[Contour annotation records]
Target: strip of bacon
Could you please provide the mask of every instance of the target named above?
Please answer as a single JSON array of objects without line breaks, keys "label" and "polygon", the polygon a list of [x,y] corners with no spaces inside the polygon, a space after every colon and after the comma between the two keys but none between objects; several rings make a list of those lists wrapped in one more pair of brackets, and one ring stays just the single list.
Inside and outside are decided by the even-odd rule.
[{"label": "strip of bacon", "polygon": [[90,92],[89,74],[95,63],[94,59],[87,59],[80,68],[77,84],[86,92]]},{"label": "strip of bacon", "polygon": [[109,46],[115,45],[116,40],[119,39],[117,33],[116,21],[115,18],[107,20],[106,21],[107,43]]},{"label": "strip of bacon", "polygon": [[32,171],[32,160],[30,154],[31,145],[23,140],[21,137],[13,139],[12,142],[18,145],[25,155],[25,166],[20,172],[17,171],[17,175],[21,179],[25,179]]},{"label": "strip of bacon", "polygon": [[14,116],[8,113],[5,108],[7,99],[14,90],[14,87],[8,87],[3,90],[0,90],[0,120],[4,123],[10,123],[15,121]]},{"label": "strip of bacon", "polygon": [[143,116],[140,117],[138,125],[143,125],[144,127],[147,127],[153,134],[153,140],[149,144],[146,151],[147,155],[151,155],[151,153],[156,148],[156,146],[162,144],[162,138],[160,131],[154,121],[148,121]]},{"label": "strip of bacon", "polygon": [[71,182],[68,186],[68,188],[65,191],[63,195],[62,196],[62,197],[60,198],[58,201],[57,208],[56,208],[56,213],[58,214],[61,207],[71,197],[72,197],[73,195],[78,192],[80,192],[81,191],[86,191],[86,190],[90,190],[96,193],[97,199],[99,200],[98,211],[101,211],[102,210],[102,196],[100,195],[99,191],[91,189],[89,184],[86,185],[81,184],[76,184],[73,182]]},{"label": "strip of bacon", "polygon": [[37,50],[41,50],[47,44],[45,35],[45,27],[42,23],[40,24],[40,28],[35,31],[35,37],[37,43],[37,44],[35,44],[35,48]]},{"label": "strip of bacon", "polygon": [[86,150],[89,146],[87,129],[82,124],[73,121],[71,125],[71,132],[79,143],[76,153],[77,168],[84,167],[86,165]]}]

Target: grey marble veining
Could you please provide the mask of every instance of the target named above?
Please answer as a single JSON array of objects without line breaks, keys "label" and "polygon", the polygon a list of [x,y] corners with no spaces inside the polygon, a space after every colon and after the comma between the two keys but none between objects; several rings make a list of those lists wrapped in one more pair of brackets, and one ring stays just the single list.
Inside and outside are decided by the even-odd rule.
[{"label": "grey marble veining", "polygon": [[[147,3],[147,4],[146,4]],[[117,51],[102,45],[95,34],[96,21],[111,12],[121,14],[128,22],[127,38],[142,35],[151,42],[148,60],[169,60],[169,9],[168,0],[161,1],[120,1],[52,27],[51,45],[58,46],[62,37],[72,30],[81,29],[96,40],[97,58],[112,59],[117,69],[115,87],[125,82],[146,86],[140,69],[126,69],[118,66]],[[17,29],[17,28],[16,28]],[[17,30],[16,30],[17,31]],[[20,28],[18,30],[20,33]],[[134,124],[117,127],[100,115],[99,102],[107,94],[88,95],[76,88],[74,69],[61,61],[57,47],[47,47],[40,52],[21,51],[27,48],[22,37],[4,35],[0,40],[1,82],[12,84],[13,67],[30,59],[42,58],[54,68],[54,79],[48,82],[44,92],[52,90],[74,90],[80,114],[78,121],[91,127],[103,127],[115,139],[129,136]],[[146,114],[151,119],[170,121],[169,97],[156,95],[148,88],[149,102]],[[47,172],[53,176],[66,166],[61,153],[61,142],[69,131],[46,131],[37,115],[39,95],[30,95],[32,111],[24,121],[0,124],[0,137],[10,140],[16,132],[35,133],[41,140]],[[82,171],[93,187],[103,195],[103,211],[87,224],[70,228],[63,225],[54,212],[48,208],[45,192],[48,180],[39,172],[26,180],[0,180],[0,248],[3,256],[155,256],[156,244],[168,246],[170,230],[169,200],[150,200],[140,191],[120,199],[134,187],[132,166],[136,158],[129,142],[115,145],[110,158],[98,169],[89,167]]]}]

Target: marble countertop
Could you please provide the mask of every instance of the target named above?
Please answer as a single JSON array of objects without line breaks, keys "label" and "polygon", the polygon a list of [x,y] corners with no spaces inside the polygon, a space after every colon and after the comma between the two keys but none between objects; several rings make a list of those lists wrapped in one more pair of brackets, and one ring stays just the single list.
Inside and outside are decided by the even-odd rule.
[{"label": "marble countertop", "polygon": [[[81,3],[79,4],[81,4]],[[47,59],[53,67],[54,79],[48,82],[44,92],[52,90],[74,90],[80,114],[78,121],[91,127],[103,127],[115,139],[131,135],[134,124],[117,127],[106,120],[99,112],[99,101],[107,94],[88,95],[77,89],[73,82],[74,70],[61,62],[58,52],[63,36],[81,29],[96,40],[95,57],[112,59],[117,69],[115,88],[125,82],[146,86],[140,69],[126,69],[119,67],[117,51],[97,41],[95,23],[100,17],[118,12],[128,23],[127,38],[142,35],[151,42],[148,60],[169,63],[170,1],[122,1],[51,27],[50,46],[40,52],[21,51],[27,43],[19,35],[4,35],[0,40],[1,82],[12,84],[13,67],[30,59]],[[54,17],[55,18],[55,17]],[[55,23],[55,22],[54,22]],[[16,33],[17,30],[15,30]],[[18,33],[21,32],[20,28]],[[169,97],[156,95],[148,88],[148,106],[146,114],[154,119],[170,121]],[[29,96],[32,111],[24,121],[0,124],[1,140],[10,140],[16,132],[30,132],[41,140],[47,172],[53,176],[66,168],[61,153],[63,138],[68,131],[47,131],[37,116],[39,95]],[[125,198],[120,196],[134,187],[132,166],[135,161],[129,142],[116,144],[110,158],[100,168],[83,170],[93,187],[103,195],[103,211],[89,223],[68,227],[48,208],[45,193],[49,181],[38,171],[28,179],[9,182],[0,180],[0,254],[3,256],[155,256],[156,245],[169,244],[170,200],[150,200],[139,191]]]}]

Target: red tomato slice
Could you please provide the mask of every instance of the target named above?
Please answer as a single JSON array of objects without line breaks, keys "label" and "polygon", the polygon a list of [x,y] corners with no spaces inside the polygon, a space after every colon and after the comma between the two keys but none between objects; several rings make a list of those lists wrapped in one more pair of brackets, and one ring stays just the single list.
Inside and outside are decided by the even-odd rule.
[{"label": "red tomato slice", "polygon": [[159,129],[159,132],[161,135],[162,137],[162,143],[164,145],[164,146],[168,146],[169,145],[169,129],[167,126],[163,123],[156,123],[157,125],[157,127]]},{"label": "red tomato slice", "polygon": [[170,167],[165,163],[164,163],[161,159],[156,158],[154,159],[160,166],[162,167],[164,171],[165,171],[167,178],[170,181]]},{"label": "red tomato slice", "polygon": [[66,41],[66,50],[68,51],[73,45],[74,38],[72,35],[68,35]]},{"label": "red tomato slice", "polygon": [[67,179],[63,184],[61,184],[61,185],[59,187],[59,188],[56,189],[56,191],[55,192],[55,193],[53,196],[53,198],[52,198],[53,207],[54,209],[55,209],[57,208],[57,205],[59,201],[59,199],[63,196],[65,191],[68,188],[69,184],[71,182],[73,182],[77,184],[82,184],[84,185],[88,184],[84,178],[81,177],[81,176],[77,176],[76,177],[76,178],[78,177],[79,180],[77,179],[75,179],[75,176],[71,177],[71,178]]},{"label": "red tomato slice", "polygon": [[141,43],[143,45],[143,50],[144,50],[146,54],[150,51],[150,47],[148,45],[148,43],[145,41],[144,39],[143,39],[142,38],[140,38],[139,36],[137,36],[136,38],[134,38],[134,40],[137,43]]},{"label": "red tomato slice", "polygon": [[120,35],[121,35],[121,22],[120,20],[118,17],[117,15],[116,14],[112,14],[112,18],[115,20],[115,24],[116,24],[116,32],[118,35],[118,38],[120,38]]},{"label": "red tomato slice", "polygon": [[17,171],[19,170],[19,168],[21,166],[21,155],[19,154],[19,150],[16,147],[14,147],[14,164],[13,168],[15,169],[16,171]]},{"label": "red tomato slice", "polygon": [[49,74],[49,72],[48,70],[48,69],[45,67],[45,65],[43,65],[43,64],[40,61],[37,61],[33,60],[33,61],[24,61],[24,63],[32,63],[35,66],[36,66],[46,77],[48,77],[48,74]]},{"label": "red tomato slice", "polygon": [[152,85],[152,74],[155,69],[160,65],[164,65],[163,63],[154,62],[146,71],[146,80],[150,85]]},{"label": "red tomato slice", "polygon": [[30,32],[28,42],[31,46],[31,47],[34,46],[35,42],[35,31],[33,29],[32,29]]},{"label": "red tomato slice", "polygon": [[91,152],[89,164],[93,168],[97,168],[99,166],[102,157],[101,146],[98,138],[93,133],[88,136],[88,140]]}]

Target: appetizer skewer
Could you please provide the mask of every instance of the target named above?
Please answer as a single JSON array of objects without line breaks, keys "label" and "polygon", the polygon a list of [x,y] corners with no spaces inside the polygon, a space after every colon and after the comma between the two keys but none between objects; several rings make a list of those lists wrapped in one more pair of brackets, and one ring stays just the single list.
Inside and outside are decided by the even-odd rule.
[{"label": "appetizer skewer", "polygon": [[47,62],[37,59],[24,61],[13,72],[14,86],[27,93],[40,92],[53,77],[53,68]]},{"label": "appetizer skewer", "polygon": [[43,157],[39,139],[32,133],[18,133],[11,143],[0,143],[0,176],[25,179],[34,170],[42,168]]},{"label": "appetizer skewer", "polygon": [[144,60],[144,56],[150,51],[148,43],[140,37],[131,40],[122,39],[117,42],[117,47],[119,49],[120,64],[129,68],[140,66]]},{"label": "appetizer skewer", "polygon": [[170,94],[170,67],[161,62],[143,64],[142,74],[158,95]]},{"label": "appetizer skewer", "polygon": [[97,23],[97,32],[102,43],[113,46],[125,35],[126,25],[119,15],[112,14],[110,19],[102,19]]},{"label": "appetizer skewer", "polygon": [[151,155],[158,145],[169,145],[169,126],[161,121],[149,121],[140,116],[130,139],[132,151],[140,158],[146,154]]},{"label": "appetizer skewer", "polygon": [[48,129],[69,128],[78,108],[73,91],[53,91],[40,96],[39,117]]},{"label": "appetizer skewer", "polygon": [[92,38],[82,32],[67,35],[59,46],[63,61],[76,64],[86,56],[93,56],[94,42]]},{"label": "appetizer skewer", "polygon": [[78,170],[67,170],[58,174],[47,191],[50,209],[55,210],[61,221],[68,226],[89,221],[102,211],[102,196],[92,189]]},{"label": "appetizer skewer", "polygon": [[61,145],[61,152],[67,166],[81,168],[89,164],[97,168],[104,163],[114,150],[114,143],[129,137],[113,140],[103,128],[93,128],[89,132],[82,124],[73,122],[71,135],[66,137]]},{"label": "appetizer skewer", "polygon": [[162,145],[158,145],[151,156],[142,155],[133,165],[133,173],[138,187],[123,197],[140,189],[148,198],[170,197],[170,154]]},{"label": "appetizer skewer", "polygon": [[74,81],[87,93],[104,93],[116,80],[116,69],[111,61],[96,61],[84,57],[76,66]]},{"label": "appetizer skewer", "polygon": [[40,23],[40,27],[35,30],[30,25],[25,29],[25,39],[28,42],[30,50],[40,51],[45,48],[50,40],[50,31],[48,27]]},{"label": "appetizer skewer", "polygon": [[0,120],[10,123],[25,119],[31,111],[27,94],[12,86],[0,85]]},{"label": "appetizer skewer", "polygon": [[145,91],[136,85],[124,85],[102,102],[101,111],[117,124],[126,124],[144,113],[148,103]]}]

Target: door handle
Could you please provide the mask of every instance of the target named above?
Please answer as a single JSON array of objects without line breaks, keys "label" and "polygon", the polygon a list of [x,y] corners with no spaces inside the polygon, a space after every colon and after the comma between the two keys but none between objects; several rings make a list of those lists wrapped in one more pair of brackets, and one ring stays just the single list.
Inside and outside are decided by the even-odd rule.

• **THE EXERCISE**
Copy out the stretch of the records from the line containing "Target: door handle" through the end of the records, reproducing each line without any change.

• **TASK RESPONSE**
Target: door handle
Could you please provide the mask of every instance of the target named above?
Please answer as a single JSON array of objects without line breaks, keys "label" and "polygon", the polygon a list of [x,y] corners with no spaces inside the polygon, a space after every colon and after the comma between the two keys but none between objects; several rings make a list of those lists wrapped in one more pair of brackets, and one ring stays just the single list.
Inside and outside are decided by the even-odd rule.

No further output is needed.